Source extract
Forge is a modern C++ data structures and algorithms library focused on performance, correctness, and educational clarity. It is designed to be well-documented, well-tested and well-benchmarked.

Overview

  • Purpose: A collection of hand-built data structures and algorithms implemented with a focus on performance, API ergonomics, and educational value.
  • Architecture: Hybrid design. Core templated containers (like vector) are purely header-only, while non-templated utilities and algorithms will be compiled into a static library.
  • Validation: Fortified by a comprehensive Catch2 unit-test suite (ASan/UBSan enabled) and aggressive Google Benchmark performance tracking.

Current Ecosystem Status

Forge is under active development. Containers and algorithms are being rolled out incrementally:

Component Status Documentation Key Highlights
forge::vector Production Ready (v0.1.0) docs/design/vector.md Contiguous memory layout, custom allocator integration.

Work order 1
Collect every line of the rows below that contains the string "positive".

Material provided
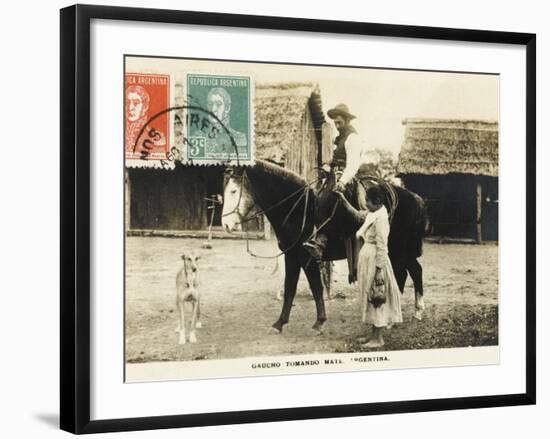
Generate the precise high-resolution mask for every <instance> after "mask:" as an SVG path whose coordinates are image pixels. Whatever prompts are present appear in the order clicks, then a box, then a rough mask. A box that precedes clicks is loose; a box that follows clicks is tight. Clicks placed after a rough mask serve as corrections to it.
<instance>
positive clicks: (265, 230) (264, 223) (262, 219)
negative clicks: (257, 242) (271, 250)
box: [262, 215, 271, 241]
mask: <svg viewBox="0 0 550 439" xmlns="http://www.w3.org/2000/svg"><path fill="white" fill-rule="evenodd" d="M262 221H263V222H264V239H265V240H266V241H267V240H269V239H271V223H270V222H269V220H268V219H267V217H266V216H265V215H264V216H263V217H262Z"/></svg>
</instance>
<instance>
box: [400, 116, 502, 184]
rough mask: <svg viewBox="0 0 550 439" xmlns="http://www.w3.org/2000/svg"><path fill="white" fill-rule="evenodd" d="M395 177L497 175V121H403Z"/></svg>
mask: <svg viewBox="0 0 550 439" xmlns="http://www.w3.org/2000/svg"><path fill="white" fill-rule="evenodd" d="M403 124H404V125H405V126H406V128H405V138H404V140H403V144H402V145H401V153H400V154H399V161H398V164H397V172H398V174H424V175H437V174H439V175H441V174H449V173H459V174H473V175H486V176H492V177H497V176H498V122H495V121H488V120H458V119H405V120H404V121H403Z"/></svg>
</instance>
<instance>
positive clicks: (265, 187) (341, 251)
mask: <svg viewBox="0 0 550 439" xmlns="http://www.w3.org/2000/svg"><path fill="white" fill-rule="evenodd" d="M396 193H397V196H398V198H399V200H398V201H399V204H398V208H397V209H396V211H395V213H394V218H393V222H392V227H391V232H390V237H391V236H392V234H393V238H390V241H391V242H390V243H389V246H390V258H391V255H392V246H393V245H395V246H396V248H395V249H394V250H393V254H394V255H399V256H400V258H399V261H398V260H397V259H396V263H402V264H407V263H409V262H401V261H410V260H412V259H414V261H415V262H416V257H417V256H418V250H419V249H421V245H422V244H421V242H422V234H421V233H420V234H419V230H420V229H421V228H422V227H421V226H419V225H418V221H419V220H418V218H419V217H421V216H422V215H421V214H422V212H423V206H422V205H421V204H419V200H418V199H417V198H416V197H415V196H414V194H412V193H411V192H409V191H407V190H405V189H402V188H396ZM318 195H319V196H328V197H334V202H335V203H336V202H337V198H338V197H337V196H336V195H334V194H332V195H331V194H330V193H328V192H326V193H323V191H322V190H321V192H320V193H319V194H318ZM316 198H317V197H316V195H315V192H314V191H313V189H311V188H310V186H309V185H308V182H306V181H305V180H304V179H303V178H301V177H300V176H298V175H297V174H295V173H294V172H292V171H289V170H287V169H284V168H282V167H280V166H277V165H274V164H272V163H269V162H266V161H263V160H257V161H256V164H255V165H254V166H251V167H237V168H228V170H227V172H226V178H225V182H224V205H223V213H222V224H223V226H224V228H225V230H226V231H228V232H231V231H234V230H238V229H239V228H240V227H241V225H242V224H244V223H246V222H247V221H248V220H250V219H251V218H255V217H256V216H257V215H259V214H260V213H261V214H265V216H266V217H267V219H268V220H269V222H270V223H271V225H272V227H273V229H274V232H275V234H276V236H277V242H278V245H279V249H280V250H281V252H282V253H284V257H285V281H284V297H283V308H282V310H281V314H280V316H279V318H278V320H277V321H276V322H275V323H274V324H273V329H274V330H275V331H277V332H281V331H282V328H283V325H285V324H286V323H288V321H289V317H290V310H291V308H292V303H293V301H294V296H295V295H296V287H297V284H298V278H299V276H300V271H302V270H303V271H304V273H305V275H306V277H307V280H308V282H309V286H310V288H311V292H312V294H313V298H314V299H315V306H316V311H317V318H316V321H315V323H314V325H313V329H314V330H316V331H321V329H322V326H323V324H324V322H325V321H326V312H325V304H324V299H323V285H322V282H321V274H320V269H319V264H317V263H316V262H315V261H314V260H312V259H311V258H310V256H309V254H308V253H307V252H306V251H305V250H304V248H303V247H302V244H303V242H305V241H306V240H307V239H309V238H310V237H311V235H312V233H313V231H314V227H315V222H316V221H315V220H316V218H315V204H316ZM334 206H335V207H334V209H333V213H334V215H333V218H332V219H331V221H330V223H331V227H336V228H337V229H339V230H346V232H347V234H350V235H351V234H355V231H357V229H358V228H359V226H360V224H358V223H357V222H355V221H353V220H350V216H349V213H347V212H346V209H345V208H344V206H342V205H336V204H335V205H334ZM395 228H399V231H398V230H395V231H394V229H395ZM422 232H423V228H422ZM342 235H343V234H340V235H339V236H336V237H335V239H334V240H333V241H332V244H331V247H332V248H333V250H334V251H333V256H330V255H328V257H327V259H329V260H335V259H343V258H344V257H345V250H344V241H343V239H342V238H343V236H342ZM413 244H414V245H413ZM401 247H402V248H401ZM413 247H415V249H413ZM413 250H414V251H413ZM413 255H417V256H414V257H413ZM392 266H394V260H392ZM394 270H396V269H395V268H394ZM405 270H407V269H406V268H405ZM409 272H410V271H409ZM419 276H420V285H421V277H422V271H421V269H420V272H419ZM396 277H397V273H396ZM405 277H406V271H405ZM414 278H416V275H415V276H414V277H413V279H414ZM404 281H405V280H404V279H402V282H400V285H399V286H400V287H401V284H403V285H404ZM416 284H417V281H415V285H416ZM416 296H417V297H420V298H421V297H422V293H421V289H420V292H419V293H418V292H417V295H416ZM417 310H418V307H417Z"/></svg>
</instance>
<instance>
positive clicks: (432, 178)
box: [397, 119, 498, 242]
mask: <svg viewBox="0 0 550 439" xmlns="http://www.w3.org/2000/svg"><path fill="white" fill-rule="evenodd" d="M403 124H404V125H405V126H406V128H405V138H404V140H403V144H402V146H401V153H400V154H399V160H398V164H397V172H398V175H399V176H400V177H401V179H402V180H403V181H404V183H405V186H406V187H407V188H408V189H410V190H412V191H413V192H416V193H417V194H419V195H421V196H422V197H423V198H424V200H425V201H426V205H427V209H428V216H429V219H430V221H429V223H430V230H429V233H430V234H432V235H436V236H440V237H451V238H459V239H470V240H475V241H477V242H481V241H483V240H498V123H497V122H495V121H487V120H457V119H405V120H404V121H403Z"/></svg>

Work order 2
Update the Forge library overview above. Begin at the words "Component Status Documentation" and stop after "custom allocator integration.", replacing "Production Ready" with "Stable Release".

Expected answer 1
positive clicks: (265, 230) (264, 223) (262, 219)
positive clicks: (265, 187) (341, 251)
positive clicks: (432, 178)

Expected answer 2
Component Status Documentation Key Highlights
forge::vector Stable Release (v0.1.0) docs/design/vector.md Contiguous memory layout, custom allocator integration.